## WHAT THE TASK REQUIRES
Rewrite every one of the records below with each "photo above" changed to "picture above" and all other text left as it is. Leave the pictures out of your answer.

— Start of PROVIDED RECORDS —

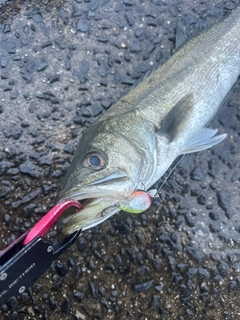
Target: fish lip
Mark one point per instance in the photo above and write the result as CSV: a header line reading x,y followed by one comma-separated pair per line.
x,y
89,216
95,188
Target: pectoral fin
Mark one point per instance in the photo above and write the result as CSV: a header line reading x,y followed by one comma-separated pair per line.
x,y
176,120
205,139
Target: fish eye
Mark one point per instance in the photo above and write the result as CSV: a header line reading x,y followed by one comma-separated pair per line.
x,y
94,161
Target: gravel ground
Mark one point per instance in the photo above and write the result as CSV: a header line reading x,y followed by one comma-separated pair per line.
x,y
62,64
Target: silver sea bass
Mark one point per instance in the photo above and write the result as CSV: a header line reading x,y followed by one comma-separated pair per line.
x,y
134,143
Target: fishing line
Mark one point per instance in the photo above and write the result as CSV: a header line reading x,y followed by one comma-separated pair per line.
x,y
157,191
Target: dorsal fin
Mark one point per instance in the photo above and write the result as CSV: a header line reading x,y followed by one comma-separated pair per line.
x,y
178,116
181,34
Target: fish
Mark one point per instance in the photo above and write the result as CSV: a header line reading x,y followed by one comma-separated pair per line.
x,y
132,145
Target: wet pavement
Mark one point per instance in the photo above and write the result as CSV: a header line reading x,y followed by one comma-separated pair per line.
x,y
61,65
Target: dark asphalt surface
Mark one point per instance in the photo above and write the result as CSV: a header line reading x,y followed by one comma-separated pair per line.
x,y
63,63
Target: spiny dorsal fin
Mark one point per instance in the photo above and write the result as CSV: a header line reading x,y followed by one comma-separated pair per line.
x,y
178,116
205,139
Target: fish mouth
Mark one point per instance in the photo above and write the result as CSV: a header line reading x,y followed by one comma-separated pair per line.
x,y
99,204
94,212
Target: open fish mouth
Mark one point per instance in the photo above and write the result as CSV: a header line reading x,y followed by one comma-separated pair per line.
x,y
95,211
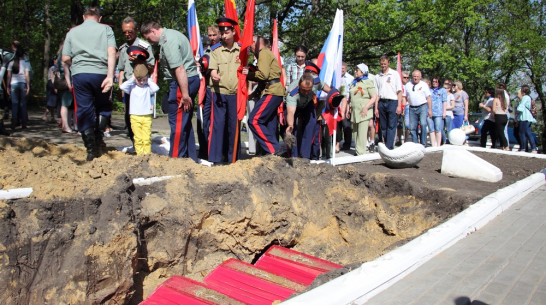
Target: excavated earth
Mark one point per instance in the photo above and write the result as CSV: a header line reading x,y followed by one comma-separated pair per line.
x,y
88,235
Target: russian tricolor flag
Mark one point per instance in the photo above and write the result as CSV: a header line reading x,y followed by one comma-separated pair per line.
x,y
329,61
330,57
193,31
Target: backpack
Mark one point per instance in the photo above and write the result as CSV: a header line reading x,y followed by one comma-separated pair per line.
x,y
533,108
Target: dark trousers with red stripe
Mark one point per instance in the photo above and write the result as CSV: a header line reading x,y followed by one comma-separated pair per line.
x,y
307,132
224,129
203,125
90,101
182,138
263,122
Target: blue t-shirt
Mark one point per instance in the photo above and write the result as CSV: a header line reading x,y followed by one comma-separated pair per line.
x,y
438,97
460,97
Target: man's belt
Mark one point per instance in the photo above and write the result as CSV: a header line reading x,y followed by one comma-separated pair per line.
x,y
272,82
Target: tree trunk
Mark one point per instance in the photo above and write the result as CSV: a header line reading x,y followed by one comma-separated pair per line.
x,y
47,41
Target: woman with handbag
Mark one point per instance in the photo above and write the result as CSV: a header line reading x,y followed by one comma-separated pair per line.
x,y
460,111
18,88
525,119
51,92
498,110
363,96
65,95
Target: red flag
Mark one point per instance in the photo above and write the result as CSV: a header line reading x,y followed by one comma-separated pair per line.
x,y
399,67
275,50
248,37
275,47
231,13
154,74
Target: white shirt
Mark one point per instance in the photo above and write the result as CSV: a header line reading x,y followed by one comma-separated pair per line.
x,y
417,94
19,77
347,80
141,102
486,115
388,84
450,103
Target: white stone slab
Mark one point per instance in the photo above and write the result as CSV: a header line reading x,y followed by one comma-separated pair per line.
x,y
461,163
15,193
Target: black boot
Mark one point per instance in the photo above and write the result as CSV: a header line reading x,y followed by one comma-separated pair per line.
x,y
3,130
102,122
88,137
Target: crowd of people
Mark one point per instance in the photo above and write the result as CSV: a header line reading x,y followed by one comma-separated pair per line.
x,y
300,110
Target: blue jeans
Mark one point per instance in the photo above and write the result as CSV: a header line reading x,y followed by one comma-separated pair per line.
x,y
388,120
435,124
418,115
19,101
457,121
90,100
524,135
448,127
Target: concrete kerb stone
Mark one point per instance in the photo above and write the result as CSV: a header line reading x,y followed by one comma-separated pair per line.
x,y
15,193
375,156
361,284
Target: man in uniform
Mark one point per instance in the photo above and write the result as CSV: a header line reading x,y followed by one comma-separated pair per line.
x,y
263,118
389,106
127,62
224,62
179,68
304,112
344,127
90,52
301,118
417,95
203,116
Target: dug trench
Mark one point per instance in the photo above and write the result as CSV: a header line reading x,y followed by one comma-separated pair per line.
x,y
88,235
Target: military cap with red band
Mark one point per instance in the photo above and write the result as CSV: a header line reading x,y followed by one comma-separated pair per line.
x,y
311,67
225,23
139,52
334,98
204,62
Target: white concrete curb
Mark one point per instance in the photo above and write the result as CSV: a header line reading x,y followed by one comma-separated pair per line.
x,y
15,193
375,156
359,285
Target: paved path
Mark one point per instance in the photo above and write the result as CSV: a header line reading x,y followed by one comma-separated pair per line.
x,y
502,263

— End of PROVIDED RECORDS —

## FULL OUTPUT
Target: fish lip
Mark one point per instance in the picture above and write the result as CSV: a header line reading x,y followed by one comma-separated pair per line.
x,y
89,216
95,188
Target: pectoral fin
Mark one point per instance in the picture above and write the result as CSV: a header line reading x,y followed by one comma-separated pair per line.
x,y
176,120
205,139
Target: fish eye
Mark one point per instance in the picture above and write the result as CSV: a header line reading x,y followed by one comma-separated pair per line.
x,y
94,161
Target: gravel ground
Mark one point per instance in the picture above and write the result as CSV: a header line reading x,y followed by one comma-separated pair per line.
x,y
62,64
Target: silver sea bass
Mark one point per instance in the picture above and write the result as CSV: a header line reading x,y followed by one comma-separated pair per line.
x,y
134,143
Target: fishing line
Mark one point per instance in the picture above and write the result as CSV: a header line reading x,y followed by one comma-separated pair per line.
x,y
157,191
Target: dorsal fin
Mark one point per instance in the picture above and write the result as CSV: a header line reading x,y followed by one comma-separated pair per line.
x,y
178,116
181,34
Target: fish
Mark one point per instance in the picture above and write the result as CSV: a header line reading x,y followed by one comma-separated pair per line.
x,y
132,145
Target: wet pavement
Mark one point per instance in the picture above and write the result as CSV: a header line reading x,y followed by one comma-separated pair per line.
x,y
61,65
Target: dark asphalt surface
Mark one point per instance in the picture above and write the result as CSV: a header line reading x,y followed by one comma-separated pair per line.
x,y
63,63
Target: spiny dorsal fin
Mark one point per instance in the picture above and write the result as CSV: a header line reading x,y followed by one comma-separated pair per line.
x,y
178,116
205,139
Target: fish mouth
Mark one point per instance in the picture above and write the result as CSV: a header line reading x,y followed by one comma-separated pair per line.
x,y
99,204
94,212
Target: open fish mouth
Mark one point per instance in the picture above and write the result as CSV: a header line reading x,y followed by one comma-separated pair per line.
x,y
95,211
Target: excavated earth
Mark one point per instance in the picture above and write the result as CSV: a header line reading x,y followed by one comma-separated pair per line.
x,y
88,235
Target: russian tricolor flag
Mark one point per instance in the picture above and write the result as CSV: a header line reading x,y followed by one comma-separated pair per line.
x,y
329,61
330,57
193,31
Target: backpack
Mark one point per instance in the picture above and write the result as CSV: a header line reading x,y followed by one comma-separated pair per line.
x,y
533,108
Target: dark trousers with red stripe
Mark one point per instance in the picture above and write the result as CSV: a header line reading x,y followed by one comma-separated pair per line.
x,y
307,132
224,129
203,125
90,101
182,138
263,122
Target: blue t-shirt
Mark one point per instance in the picture above and write the result as CSV: a header line reading x,y followed by one comma-separated pair per line.
x,y
438,97
460,97
Target: man's belt
Mark one point per instance in the picture above and write the result as CSV: a header line reading x,y followed by one comma-separated pair per line.
x,y
272,82
Target: tree trunk
Mark one point per instance in the picture above and write the result as CSV: a header line reading x,y followed by one comma-separated pair per line.
x,y
47,41
Target: woman with handbag
Mark one point per instance in the picture above and write the result as CSV: a header line reading x,y followed by one comma-separated pair per line.
x,y
460,111
18,88
525,119
51,92
498,110
363,96
65,95
Target: red flag
Mark one point per instance in the picture above and write the result as CSV: a header line reading x,y followed by one comma-separated pair per line.
x,y
399,67
275,50
248,37
275,47
231,13
154,74
Target: white shirt
Mark one point per instance in the picture above and write the result as CSV: a header line reading x,y followed by one comma-separated pair per line.
x,y
417,94
19,77
347,80
141,102
486,115
388,84
450,103
Target: white stone slab
Mark one point per instance in the picture above and write the result as CSV: a header line reading x,y followed by one comma-separated pair per line.
x,y
461,163
15,193
Target: black boot
Mark one point per instance in the picture above and write the result as CSV: a header line reading x,y followed by one comma-separated pair per line.
x,y
3,130
102,122
88,137
Target: crowd of people
Mark one point per instance in the picture above and write the result as CSV: a header line reading x,y followed by one comma-separated pair per line.
x,y
300,110
Target: blue jeans
Mark one point per instance in the picture above and write the result as CSV: a header line reading x,y followed by one comma-separated pair per line.
x,y
388,120
435,124
418,115
19,101
457,121
90,100
524,135
448,127
Target: concrete kerb stone
Mark one point per instance in the picture above and write the result as CSV: a header line reading x,y followed by one comma-separated pair per line.
x,y
15,193
375,156
361,284
Target: man in uniform
Mark one point per instance in the picture above and write the result as CSV: a header line reading x,y followed by one comma-separated pair per line.
x,y
263,118
389,106
127,62
224,62
179,68
304,112
344,127
90,52
301,118
417,95
203,116
Target: dug trench
Mark one point per instance in the picture above and write the result as CSV: a header line reading x,y followed by one comma-separated pair per line.
x,y
88,235
Target: military cap with red band
Mark one point per instance in the picture above and write the result as CSV: a header line reading x,y followed by one comma-separated pair per line.
x,y
311,67
225,23
139,52
334,98
204,62
Target: white concrete curb
Mark one point per instance in the picture above and write the result as CSV: a header line reading x,y followed by one comma-separated pair per line.
x,y
15,193
375,156
359,285
Target: paved path
Mark one point per instance in the picture above and write the result as CSV: a header line reading x,y followed by one comma-separated pair per line.
x,y
502,263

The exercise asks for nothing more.